• [What you should do] The lines to be extracted begin at the line containing "sign in the photo above." and end at the last line of the data below; copy them exactly and leave out the pictures.

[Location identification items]
::::::::
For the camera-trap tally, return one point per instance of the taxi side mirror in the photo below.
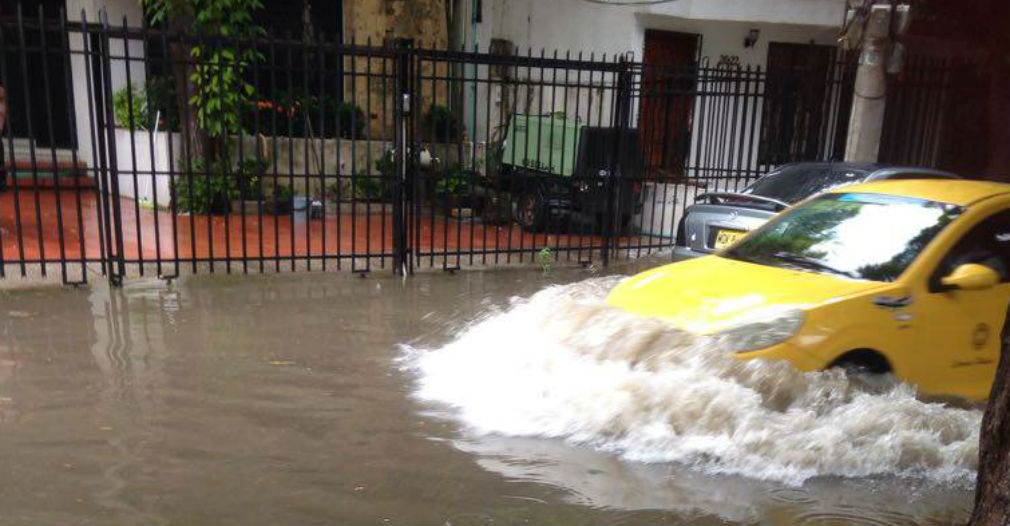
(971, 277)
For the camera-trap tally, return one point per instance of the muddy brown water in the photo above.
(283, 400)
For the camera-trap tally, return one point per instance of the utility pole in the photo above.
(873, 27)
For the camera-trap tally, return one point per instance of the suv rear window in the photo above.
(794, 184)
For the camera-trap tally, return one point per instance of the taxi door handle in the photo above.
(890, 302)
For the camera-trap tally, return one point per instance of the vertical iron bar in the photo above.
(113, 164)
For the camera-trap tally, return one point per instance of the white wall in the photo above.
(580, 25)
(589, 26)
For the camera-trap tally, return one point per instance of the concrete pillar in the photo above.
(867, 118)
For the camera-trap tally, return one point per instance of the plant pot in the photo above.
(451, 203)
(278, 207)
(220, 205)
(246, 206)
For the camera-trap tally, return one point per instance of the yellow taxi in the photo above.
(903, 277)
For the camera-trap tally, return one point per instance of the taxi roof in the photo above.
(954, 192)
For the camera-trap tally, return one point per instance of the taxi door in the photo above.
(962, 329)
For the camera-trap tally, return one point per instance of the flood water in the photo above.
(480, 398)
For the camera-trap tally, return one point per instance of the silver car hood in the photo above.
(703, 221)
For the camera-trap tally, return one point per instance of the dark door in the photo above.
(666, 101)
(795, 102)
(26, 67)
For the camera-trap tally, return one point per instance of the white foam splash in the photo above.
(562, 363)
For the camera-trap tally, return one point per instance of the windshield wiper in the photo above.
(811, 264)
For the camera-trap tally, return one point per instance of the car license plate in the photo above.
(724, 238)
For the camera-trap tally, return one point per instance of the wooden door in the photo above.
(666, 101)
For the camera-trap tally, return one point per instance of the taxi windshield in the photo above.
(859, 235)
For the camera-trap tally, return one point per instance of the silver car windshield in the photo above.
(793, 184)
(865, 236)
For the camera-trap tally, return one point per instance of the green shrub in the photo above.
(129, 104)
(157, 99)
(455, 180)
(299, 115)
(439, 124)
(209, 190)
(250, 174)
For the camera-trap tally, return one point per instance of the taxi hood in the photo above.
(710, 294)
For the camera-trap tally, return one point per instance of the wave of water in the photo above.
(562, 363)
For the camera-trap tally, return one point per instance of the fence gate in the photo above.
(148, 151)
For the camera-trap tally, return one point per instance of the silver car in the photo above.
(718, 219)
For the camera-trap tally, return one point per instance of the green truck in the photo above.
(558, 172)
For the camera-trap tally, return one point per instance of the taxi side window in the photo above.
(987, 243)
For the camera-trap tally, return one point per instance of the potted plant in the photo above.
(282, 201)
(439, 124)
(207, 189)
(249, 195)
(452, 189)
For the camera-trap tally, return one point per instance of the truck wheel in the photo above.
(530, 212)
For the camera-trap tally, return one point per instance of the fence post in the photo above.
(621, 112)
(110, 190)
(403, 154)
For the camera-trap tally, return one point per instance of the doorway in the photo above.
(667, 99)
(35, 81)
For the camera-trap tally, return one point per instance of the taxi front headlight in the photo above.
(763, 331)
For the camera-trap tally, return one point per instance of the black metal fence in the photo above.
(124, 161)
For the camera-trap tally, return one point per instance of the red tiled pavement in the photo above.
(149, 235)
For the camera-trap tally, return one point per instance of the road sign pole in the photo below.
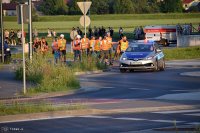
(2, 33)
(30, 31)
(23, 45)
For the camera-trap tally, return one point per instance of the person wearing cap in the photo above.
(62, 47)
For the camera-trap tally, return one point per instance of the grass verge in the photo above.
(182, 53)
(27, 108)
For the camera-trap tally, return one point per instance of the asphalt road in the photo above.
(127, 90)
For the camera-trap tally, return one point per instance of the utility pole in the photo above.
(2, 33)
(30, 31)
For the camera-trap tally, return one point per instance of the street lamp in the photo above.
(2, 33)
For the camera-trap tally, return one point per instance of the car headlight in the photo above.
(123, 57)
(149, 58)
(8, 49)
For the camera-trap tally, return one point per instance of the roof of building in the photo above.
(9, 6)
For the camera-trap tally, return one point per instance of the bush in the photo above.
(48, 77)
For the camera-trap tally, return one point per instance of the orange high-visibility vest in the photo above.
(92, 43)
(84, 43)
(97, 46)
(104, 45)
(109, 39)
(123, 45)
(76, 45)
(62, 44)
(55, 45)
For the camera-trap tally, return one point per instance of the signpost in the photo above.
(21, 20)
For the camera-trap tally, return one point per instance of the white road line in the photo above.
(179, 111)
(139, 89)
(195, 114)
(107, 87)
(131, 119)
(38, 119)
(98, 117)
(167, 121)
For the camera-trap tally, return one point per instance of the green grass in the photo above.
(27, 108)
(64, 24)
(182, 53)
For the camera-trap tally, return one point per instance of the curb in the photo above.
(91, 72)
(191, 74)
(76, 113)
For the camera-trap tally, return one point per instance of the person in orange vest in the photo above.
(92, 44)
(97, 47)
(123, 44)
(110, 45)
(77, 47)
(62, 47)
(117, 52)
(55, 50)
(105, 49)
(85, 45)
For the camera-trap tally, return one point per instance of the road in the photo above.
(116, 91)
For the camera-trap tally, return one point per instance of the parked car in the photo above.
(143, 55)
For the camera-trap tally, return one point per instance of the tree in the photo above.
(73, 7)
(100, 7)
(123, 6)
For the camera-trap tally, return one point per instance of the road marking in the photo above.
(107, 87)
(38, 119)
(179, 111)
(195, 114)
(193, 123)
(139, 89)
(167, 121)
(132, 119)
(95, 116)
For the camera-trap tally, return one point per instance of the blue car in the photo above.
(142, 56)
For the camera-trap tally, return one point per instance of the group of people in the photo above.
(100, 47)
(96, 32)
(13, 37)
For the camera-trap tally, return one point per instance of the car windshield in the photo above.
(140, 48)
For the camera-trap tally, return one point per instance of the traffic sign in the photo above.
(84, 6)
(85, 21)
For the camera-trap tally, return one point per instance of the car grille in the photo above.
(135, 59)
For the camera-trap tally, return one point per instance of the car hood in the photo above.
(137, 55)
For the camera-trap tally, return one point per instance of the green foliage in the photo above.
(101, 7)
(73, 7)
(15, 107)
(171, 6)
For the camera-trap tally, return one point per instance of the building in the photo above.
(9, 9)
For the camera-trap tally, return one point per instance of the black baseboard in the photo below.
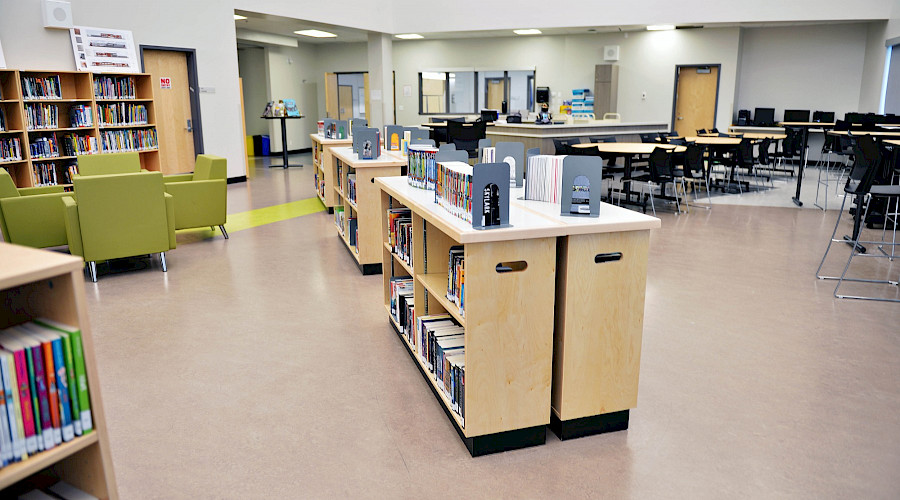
::::::::
• [Response to this exercise]
For the camera-trap tally, return one point per instance of the traffic sign in the photo above.
(84, 6)
(85, 21)
For the camera-trap tally, return one point per instance of the car grille in the photo above.
(135, 59)
For the camera-trap tally, return one point per instance of the car hood in the photo above.
(137, 55)
For the camera-trap tally, return one point per instance of the green foliage in the photo above.
(101, 7)
(73, 7)
(15, 107)
(171, 6)
For the camera-trap tally, return one point per instance of the building in the photo above.
(9, 9)
For the camera-trap tally, return one point per instance of the black baseboard in the photo below.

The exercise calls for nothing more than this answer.